Labeled area outline data:
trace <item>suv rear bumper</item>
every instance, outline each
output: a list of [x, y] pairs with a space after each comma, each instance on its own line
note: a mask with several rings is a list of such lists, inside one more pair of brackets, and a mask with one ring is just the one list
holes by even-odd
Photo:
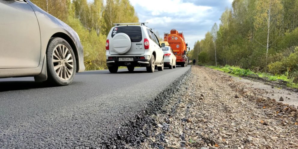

§ WHAT NEEDS TO BE DONE: Reproduce every line of the data above word for word, leaving out the pictures.

§ EXERCISE RESPONSE:
trace <item>suv rear bumper</item>
every instance, outline each
output: a list of [x, y] pairs with a space after each comma, each instance on its own line
note: a mask with several rings is a list of such lists, inside one more pair of brackets, and a mask with one ring is just the one list
holes by even-odd
Photo:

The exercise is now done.